Buried in the Harvard University Archives, there is a photograph of a ship gliding over water, its sails billowing in the wind, pointing to the unknown. It looks like a boat from the late 1400s, ready to cross the Atlantic and pillage the Americas. The sails of this ship bear not the crest of a kingdom, but the insignia of Harvard.
The ship was part of the 1939 Harvard Columbus Expedition, a five-month voyage across the Atlantic. On board were a hodgepodge of academics, sailors, Harvard affiliates, and their wives. Samuel Eliot Morison, Class of 1908 and a Harvard professor of American history, led the expedition. Through this journey, he sought to determine once and for all whether or not Columbus had sailed to the Americas based on his nautical talent, or if he ended up there by chance.
^^^^^^^^
What you will do:
a. According to the passage on the 1939 Harvard Columbus Expedition, who led the expedition?
b. Summarize the passage on the 1939 Harvard Columbus Expedition in two sentences.
c. Pick up the passage on the 1939 Harvard Columbus Expedition after its final sentence and carry it forward.

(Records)
^^^^^^^^
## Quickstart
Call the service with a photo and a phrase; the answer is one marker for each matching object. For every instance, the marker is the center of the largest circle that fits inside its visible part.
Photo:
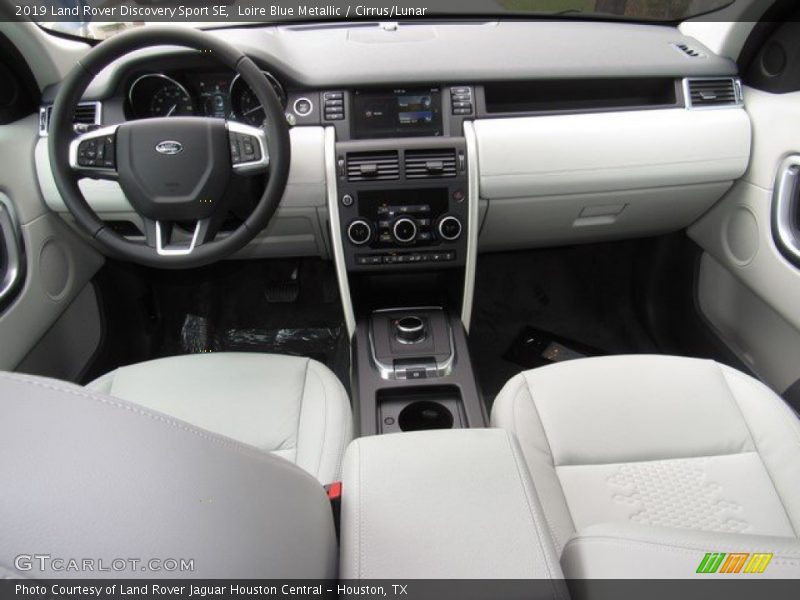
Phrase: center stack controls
(403, 204)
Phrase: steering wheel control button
(359, 232)
(449, 228)
(97, 152)
(404, 230)
(245, 148)
(303, 107)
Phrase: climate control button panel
(402, 205)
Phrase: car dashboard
(632, 130)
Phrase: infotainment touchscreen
(397, 113)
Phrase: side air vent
(424, 164)
(372, 166)
(712, 93)
(86, 113)
(689, 51)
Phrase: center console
(403, 208)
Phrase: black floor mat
(584, 295)
(535, 348)
(273, 306)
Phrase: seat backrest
(93, 478)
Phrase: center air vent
(86, 113)
(372, 166)
(423, 164)
(711, 93)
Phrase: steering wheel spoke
(249, 152)
(94, 154)
(160, 235)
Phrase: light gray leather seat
(643, 464)
(92, 478)
(293, 407)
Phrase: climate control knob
(404, 230)
(359, 232)
(449, 228)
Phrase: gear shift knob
(409, 330)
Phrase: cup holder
(425, 414)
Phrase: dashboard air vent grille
(689, 51)
(424, 164)
(710, 93)
(86, 113)
(372, 166)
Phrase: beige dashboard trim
(473, 223)
(336, 231)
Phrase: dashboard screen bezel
(391, 125)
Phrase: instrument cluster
(222, 95)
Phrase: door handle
(11, 251)
(786, 210)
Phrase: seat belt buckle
(334, 492)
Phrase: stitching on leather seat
(524, 387)
(790, 559)
(310, 369)
(735, 402)
(531, 510)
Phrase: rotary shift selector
(409, 330)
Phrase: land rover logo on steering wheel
(169, 147)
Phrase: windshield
(99, 19)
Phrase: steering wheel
(171, 169)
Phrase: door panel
(12, 254)
(53, 263)
(758, 315)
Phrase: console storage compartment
(420, 408)
(444, 504)
(412, 372)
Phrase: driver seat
(288, 406)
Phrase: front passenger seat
(289, 406)
(646, 464)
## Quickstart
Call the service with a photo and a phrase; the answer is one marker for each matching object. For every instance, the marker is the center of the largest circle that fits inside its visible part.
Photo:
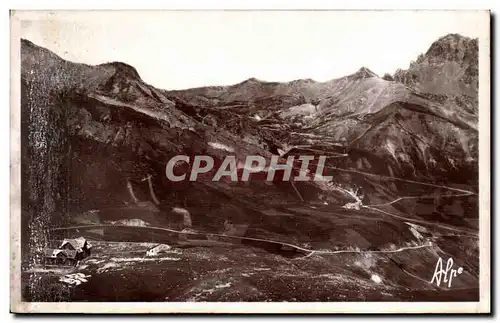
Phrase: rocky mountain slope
(98, 138)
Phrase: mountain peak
(123, 69)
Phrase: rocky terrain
(402, 151)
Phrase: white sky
(183, 49)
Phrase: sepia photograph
(250, 161)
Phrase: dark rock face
(92, 135)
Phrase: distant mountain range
(90, 131)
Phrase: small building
(80, 246)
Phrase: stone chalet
(69, 252)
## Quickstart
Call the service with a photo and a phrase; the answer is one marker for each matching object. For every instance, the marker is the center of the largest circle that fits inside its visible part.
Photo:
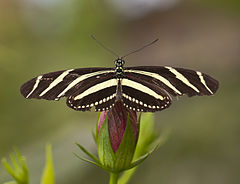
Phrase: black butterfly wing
(66, 83)
(140, 95)
(176, 81)
(101, 94)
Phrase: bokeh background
(40, 36)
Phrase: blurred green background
(40, 36)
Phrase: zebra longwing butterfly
(141, 88)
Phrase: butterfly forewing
(143, 88)
(144, 96)
(52, 86)
(102, 95)
(176, 81)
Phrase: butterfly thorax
(119, 68)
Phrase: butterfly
(140, 88)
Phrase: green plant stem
(113, 178)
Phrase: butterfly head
(119, 62)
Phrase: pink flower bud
(117, 135)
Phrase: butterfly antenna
(143, 47)
(103, 46)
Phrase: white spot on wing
(81, 78)
(203, 81)
(97, 87)
(158, 77)
(35, 85)
(142, 88)
(182, 78)
(56, 82)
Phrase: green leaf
(10, 182)
(48, 173)
(88, 153)
(105, 151)
(19, 171)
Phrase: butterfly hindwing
(144, 96)
(101, 95)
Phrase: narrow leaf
(88, 153)
(48, 173)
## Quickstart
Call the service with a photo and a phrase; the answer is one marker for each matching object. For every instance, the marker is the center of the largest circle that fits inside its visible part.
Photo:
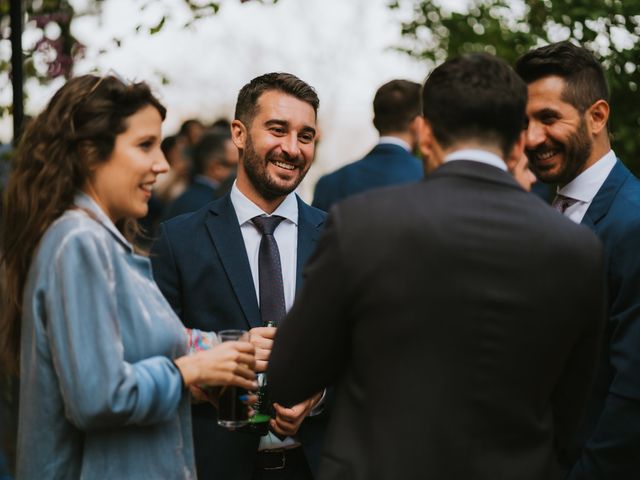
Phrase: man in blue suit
(208, 266)
(568, 144)
(396, 108)
(215, 157)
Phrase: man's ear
(516, 152)
(597, 116)
(238, 134)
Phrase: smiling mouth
(147, 187)
(286, 166)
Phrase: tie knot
(561, 202)
(267, 225)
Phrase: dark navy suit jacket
(612, 425)
(200, 264)
(387, 164)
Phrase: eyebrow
(284, 123)
(546, 112)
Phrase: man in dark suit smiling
(463, 314)
(210, 267)
(568, 145)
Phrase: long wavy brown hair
(54, 160)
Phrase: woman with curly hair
(104, 374)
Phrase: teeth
(284, 165)
(548, 154)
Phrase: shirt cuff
(319, 407)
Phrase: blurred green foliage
(53, 50)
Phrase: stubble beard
(576, 150)
(256, 170)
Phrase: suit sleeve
(311, 346)
(612, 450)
(321, 194)
(99, 388)
(576, 381)
(165, 270)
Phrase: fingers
(283, 427)
(262, 333)
(262, 339)
(293, 414)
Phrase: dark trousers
(285, 465)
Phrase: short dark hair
(582, 73)
(209, 148)
(284, 82)
(168, 143)
(396, 105)
(475, 96)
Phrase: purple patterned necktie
(272, 306)
(561, 203)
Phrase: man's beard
(575, 152)
(256, 170)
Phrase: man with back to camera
(209, 265)
(568, 144)
(463, 314)
(396, 108)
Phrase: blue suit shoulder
(386, 164)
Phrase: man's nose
(290, 145)
(535, 135)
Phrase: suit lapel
(222, 224)
(309, 227)
(605, 196)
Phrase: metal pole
(17, 63)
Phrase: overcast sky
(341, 47)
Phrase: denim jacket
(99, 394)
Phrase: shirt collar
(585, 186)
(246, 209)
(208, 181)
(477, 155)
(394, 141)
(84, 201)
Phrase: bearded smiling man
(209, 266)
(568, 144)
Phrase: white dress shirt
(477, 155)
(584, 187)
(286, 235)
^^^^^^^^
Answers to the problems:
a. Samuel Eliot Morison, Class of 1908 and a Harvard professor of American history, led the expedition.

b. A photograph in the Harvard University Archives shows a ship resembling a vessel from the late 1400s, its sails bearing the insignia of Harvard. The ship belonged to the 1939 Harvard Columbus Expedition, a five-month Atlantic voyage led by Samuel Eliot Morison to determine whether Columbus reached the Americas through nautical talent or by chance.

c.
Four years later, Morison would win a Pulitzer Prize for his book, “Admiral of the Ocean Sea,” a biography written using material from the Harvard Columbus Expedition. Despite his initial doubts, by the end of the journey, Morison concluded that Columbus was a “good dead-reckoning mariner.”
Morison’s own journey began long before he set sail on the Expedition. Morison first learned to sail as a teenager and enjoyed it. According to his obituary by Washington Star writer John McKelway, Morison “once told an interviewer that he would have preferred to have been an explorer. But he never had the time.”
Instead, he focused on his academic pursuits. Morison received his B.A. and Ph.D. from Harvard, then returned to Cambridge to continue his academic career after stints at Berkeley and Oxford. By 1939, Morison had already published over 20 books.
Even then, Columbus’s reputation was hotly contested. Some contemporaries saw the seaman as an “ignorant and lucky landlubber.” Across the pond, in 1939, the Oxford Debate Union resolved to “deplore the discovery of America” and that “the discovery of America was a greater misfortune than the fall of Rome.”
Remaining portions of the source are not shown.